*Task requirements:*
**A.** Reproduce word for word the passage of the article on ISRO's upcoming missions, starting with "The Vikram lander" and going on through "to the Sun.".
**B.** State whether each statement below agrees with the article on ISRO's upcoming missions, answering yes or no and quoting the words of the article that decide it: (i) The Aditya-L1 probe is to be launched on a PSLV rocket from Sriharikota. (ii) The surface of the Sun is hotter than its corona. (iii) ISRO is working on five interplanetary missions in the coming decade.

*Text provided:*
--------------------

Space Week 2019: After Chandrayaan 2, ISRO's upcoming interplanetary missions to Mars, Venus, the Sun

The Vikram lander and Pragyan rover, part of India's first attempt to land on the moon with the Chandrayaan 2 mission, appear to be incommunicado on the moon's surface after a failed 7 September crash landing. But the Indian Space Research Organisation's (ISRO's) has a packed couple of years ahead, with a string of interesting (and interplanetary) projects on its to-do list in the near-future.

The Chandrayaan 2 mission (and the Gaganyaan manned mission planned for 2022 are two of the better-known, bigger-budget missions, but far from the only ones for which work is underway. The agency is also working on a total of seven interplanetary missions in the coming decade. Among the destinations are Mars, the Moon, Venus, the Sun's corona and interplanetary space to study space.

The first of these will be in April 2020, with the Aditya-L1 mission to the Sun.

April 2020 (estimated): Aditya-L1 mission

The Aditya-L1 mission is ISRO's first planned probe to study the Sun's corona and its atmosphere. The corona is the outer layer of the Sun, which extends thousands of km above the visible disc around it.

The Parker probe begins the first of its seven revolutions of Venus in a gravity assist en route the Sun. Image courtesy: NASA

The Parker probe begins the first of its seven revolutions of Venus in a gravity assist en route the Sun. Image courtesy: NASA

Interestingly, it has temperatures over a million degree Kelvin — far higher than the surface of the Sun (6000 degrees Kelvin). How the corona gets heated to such high temperatures is still an unanswered question in solar physics, and something NASA's Parker probe is currently exploring.

ISRO's Aditya L-1 will also soon follow suit and study this astrophysical mystery.  The probe is expected to launch in April 2020 on a PSLV rocket from Sriharikota, according to ISRO's website.

--------------------

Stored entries
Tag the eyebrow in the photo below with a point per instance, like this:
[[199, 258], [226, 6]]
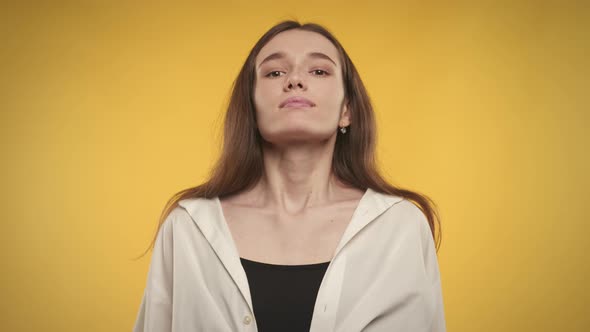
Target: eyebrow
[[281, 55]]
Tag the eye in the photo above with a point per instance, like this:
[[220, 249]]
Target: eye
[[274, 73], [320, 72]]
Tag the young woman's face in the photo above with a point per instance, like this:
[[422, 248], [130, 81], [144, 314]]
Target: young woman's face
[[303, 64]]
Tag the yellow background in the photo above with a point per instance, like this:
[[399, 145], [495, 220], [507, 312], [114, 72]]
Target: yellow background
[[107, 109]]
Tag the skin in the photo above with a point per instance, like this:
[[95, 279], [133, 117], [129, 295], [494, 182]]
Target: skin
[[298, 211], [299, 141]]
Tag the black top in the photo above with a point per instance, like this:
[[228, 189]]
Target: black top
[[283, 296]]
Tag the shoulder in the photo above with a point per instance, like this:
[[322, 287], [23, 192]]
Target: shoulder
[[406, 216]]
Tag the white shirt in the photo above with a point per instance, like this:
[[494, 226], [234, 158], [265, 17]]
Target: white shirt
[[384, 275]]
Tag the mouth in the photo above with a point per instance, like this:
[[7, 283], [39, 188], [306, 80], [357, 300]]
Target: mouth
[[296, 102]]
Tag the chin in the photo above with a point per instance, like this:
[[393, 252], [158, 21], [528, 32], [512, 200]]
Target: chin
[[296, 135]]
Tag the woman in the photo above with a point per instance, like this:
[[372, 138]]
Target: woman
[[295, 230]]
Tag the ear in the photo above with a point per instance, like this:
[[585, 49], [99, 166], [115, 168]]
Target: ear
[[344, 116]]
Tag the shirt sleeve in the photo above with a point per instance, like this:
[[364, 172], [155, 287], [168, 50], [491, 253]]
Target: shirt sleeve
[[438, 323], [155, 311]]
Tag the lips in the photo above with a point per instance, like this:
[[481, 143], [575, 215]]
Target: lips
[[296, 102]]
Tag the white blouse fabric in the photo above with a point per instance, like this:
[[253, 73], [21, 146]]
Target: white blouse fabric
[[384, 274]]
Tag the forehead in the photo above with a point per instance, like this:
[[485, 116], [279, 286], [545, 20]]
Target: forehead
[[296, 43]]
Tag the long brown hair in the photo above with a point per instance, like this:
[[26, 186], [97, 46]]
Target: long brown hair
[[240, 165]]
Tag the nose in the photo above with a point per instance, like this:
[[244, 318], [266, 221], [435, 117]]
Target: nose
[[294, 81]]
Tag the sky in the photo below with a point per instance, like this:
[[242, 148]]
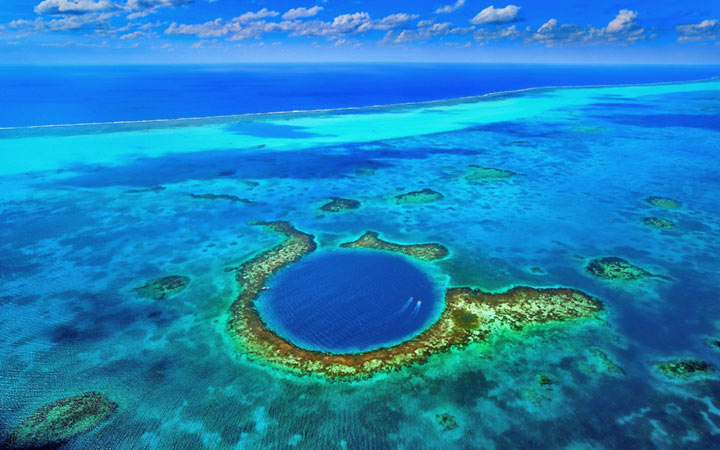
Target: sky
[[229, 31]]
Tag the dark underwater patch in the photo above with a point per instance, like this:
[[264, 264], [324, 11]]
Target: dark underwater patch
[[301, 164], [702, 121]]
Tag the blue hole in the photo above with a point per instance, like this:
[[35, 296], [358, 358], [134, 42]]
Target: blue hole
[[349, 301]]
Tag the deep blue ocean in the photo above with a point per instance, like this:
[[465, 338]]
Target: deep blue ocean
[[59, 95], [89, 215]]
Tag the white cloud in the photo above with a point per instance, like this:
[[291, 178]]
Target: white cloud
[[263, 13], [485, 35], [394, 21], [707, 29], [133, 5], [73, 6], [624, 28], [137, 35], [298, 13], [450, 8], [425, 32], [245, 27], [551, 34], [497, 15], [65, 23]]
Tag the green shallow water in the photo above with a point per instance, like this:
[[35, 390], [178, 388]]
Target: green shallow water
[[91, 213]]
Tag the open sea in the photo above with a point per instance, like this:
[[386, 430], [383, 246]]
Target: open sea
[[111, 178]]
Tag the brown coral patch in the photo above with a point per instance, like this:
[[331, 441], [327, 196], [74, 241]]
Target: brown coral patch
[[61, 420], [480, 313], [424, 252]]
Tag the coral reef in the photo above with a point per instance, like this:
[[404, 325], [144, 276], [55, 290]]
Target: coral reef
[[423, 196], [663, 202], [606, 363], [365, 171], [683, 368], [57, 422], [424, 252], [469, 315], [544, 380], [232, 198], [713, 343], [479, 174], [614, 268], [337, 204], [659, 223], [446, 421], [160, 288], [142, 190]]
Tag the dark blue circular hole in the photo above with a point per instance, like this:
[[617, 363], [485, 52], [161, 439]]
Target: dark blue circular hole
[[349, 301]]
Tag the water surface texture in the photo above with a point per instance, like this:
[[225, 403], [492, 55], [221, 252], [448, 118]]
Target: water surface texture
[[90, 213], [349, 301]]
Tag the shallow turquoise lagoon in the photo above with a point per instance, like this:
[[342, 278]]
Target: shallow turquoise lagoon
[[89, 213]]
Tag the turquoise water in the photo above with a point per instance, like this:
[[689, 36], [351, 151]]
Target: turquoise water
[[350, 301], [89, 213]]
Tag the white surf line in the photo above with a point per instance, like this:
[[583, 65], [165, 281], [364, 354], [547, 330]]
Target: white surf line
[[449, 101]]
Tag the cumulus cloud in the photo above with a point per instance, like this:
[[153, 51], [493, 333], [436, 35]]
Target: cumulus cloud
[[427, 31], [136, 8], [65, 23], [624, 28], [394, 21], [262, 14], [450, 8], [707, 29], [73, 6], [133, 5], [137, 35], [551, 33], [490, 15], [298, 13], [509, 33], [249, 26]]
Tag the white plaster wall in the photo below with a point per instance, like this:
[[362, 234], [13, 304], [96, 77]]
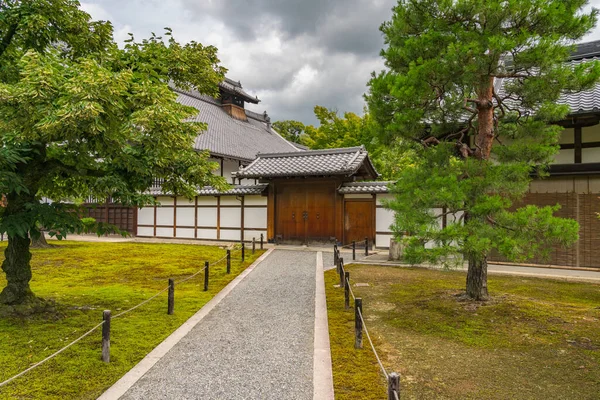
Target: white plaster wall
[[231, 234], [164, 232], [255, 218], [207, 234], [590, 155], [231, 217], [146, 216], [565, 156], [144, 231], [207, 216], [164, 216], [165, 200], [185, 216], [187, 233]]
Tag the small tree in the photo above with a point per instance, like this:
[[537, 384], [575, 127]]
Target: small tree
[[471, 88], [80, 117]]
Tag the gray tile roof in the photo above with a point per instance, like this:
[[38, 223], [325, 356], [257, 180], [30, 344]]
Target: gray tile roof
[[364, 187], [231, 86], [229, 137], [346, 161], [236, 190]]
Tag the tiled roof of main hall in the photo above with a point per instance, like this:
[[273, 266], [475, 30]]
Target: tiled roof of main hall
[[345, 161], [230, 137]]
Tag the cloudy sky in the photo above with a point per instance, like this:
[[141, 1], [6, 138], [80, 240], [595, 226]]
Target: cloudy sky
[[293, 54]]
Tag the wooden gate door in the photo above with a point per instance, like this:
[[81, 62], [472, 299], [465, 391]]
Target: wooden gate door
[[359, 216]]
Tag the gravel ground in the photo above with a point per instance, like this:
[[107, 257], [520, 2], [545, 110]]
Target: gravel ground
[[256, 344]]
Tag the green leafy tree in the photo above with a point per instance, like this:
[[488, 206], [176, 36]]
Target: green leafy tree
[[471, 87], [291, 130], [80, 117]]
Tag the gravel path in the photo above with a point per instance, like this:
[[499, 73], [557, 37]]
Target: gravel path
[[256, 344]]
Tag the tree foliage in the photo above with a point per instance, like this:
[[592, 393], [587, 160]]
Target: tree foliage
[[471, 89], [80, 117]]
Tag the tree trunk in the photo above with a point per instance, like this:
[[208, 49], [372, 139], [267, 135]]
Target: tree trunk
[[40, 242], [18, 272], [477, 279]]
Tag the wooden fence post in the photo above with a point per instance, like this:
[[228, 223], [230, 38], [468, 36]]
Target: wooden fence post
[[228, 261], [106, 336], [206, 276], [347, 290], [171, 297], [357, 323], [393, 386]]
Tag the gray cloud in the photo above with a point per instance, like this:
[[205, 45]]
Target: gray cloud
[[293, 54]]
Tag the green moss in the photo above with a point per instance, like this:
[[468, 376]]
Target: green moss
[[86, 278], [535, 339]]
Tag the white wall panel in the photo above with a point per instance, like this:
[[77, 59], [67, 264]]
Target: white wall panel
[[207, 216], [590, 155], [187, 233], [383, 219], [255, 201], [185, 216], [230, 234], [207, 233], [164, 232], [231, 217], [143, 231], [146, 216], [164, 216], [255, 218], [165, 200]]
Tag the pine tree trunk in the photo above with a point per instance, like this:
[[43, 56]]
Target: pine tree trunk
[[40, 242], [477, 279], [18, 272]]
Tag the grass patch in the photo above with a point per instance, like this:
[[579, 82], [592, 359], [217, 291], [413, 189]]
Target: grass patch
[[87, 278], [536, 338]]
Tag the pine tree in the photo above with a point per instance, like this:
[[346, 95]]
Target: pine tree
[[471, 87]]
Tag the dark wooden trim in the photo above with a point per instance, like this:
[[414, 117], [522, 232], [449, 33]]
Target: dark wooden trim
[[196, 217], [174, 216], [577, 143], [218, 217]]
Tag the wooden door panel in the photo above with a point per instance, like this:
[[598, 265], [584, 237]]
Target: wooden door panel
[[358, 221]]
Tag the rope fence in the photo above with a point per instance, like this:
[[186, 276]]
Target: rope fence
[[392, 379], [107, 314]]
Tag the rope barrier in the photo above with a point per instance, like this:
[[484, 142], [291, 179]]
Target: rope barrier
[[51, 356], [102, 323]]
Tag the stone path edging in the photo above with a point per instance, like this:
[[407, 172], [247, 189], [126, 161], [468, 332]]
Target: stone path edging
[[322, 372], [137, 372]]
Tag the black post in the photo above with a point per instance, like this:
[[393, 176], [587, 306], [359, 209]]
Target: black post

--------------------

*Expected results:*
**A.**
The Vikram lander and Pragyan rover, part of India's first attempt to land on the moon with the Chandrayaan 2 mission, appear to be incommunicado on the moon's surface after a failed 7 September crash landing. But the Indian Space Research Organisation's (ISRO's) has a packed couple of years ahead, with a string of interesting (and interplanetary) projects on its to-do list in the near-future.

The Chandrayaan 2 mission (and the Gaganyaan manned mission planned for 2022 are two of the better-known, bigger-budget missions, but far from the only ones for which work is underway. The agency is also working on a total of seven interplanetary missions in the coming decade. Among the destinations are Mars, the Moon, Venus, the Sun's corona and interplanetary space to study space.

The first of these will be in April 2020, with the Aditya-L1 mission to the Sun.

**B.**
(i) Yes: "The probe is expected to launch in April 2020 on a PSLV rocket from Sriharikota"
(ii) No: "it has temperatures over a million degree Kelvin — far higher than the surface of the Sun (6000 degrees Kelvin)"
(iii) No: "The agency is also working on a total of seven interplanetary missions in the coming decade."